WHAT TO PRODUCE:
Turn the lines below into a Markdown table with two columns, Row and Text. Number every line in order, and skip any blank lines.

>> start PROVIDED DATA

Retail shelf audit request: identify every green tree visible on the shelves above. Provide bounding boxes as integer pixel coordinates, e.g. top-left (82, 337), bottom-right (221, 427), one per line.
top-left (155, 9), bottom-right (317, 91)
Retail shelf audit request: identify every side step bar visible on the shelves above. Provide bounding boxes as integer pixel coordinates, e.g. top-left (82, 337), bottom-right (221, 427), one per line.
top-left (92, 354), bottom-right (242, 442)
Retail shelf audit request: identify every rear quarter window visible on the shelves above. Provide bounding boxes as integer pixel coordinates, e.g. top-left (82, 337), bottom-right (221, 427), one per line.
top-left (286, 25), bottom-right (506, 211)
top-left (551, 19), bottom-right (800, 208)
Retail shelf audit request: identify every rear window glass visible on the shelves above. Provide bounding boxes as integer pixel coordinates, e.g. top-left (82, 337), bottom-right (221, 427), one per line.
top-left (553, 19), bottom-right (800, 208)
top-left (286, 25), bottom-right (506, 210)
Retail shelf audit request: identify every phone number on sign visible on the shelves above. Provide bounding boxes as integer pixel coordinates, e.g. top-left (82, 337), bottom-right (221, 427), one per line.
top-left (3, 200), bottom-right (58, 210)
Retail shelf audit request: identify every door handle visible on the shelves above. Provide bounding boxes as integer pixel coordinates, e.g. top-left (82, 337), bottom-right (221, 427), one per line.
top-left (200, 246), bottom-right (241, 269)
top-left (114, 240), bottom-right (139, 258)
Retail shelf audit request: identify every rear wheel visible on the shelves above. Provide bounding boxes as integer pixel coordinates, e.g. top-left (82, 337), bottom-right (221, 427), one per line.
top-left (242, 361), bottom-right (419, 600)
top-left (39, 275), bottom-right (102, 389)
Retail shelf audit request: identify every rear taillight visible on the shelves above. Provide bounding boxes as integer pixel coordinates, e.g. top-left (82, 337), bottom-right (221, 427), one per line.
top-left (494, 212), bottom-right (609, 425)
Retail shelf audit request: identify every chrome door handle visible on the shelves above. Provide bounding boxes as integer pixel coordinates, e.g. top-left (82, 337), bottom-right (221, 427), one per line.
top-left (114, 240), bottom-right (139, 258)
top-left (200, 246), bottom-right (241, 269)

>> end PROVIDED DATA

THE RESULT:
| Row | Text |
|---|---|
| 1 | Retail shelf audit request: identify every green tree visible on the shelves above. Provide bounding boxes as integer pixel coordinates, e.g. top-left (82, 337), bottom-right (221, 427), one per line. |
| 2 | top-left (155, 9), bottom-right (317, 91) |
| 3 | Retail shelf audit request: identify every side step bar visible on the shelves above. Provide bounding boxes as integer pixel coordinates, e.g. top-left (82, 337), bottom-right (221, 427), one per line. |
| 4 | top-left (92, 354), bottom-right (242, 442) |
| 5 | Retail shelf audit request: identify every rear quarter window visible on the shelves above. Provide bounding boxes as integer pixel coordinates, e.g. top-left (82, 337), bottom-right (221, 427), one per line. |
| 6 | top-left (286, 25), bottom-right (506, 211) |
| 7 | top-left (551, 19), bottom-right (800, 208) |
| 8 | Retail shelf audit request: identify every rear window glass visible on the shelves above. Provide bounding boxes as integer pixel coordinates, e.g. top-left (82, 337), bottom-right (221, 427), one per line. |
| 9 | top-left (553, 19), bottom-right (800, 208) |
| 10 | top-left (286, 25), bottom-right (506, 210) |
| 11 | Retail shelf audit request: identify every phone number on sign visible on the shelves above. Provide bounding boxes as integer pixel coordinates, e.g. top-left (82, 337), bottom-right (221, 427), one per line. |
| 12 | top-left (3, 200), bottom-right (58, 210) |
| 13 | Retail shelf audit request: identify every door handle visible on the shelves above. Provide bounding boxes as integer pixel coordinates, e.g. top-left (82, 337), bottom-right (221, 427), one per line. |
| 14 | top-left (200, 246), bottom-right (241, 269) |
| 15 | top-left (114, 240), bottom-right (139, 258) |
| 16 | Retail shelf audit request: identify every rear wheel visible on the shelves above. Provide bounding boxes as integer pixel coordinates, e.g. top-left (82, 337), bottom-right (221, 427), one per line. |
| 17 | top-left (242, 361), bottom-right (419, 600) |
| 18 | top-left (39, 275), bottom-right (102, 389) |
| 19 | Retail shelf audit request: identify every rear taillight visible on the shelves above. Provide bounding boxes as integer pixel coordinates, e.g. top-left (82, 337), bottom-right (221, 427), one per line. |
| 20 | top-left (494, 212), bottom-right (609, 425) |
| 21 | Retail shelf audit request: identify every chrome door handle visible on the shelves above. Provide bounding boxes as integer pixel coordinates, e.g. top-left (82, 337), bottom-right (221, 427), one per line. |
| 22 | top-left (114, 240), bottom-right (139, 258) |
| 23 | top-left (200, 246), bottom-right (241, 269) |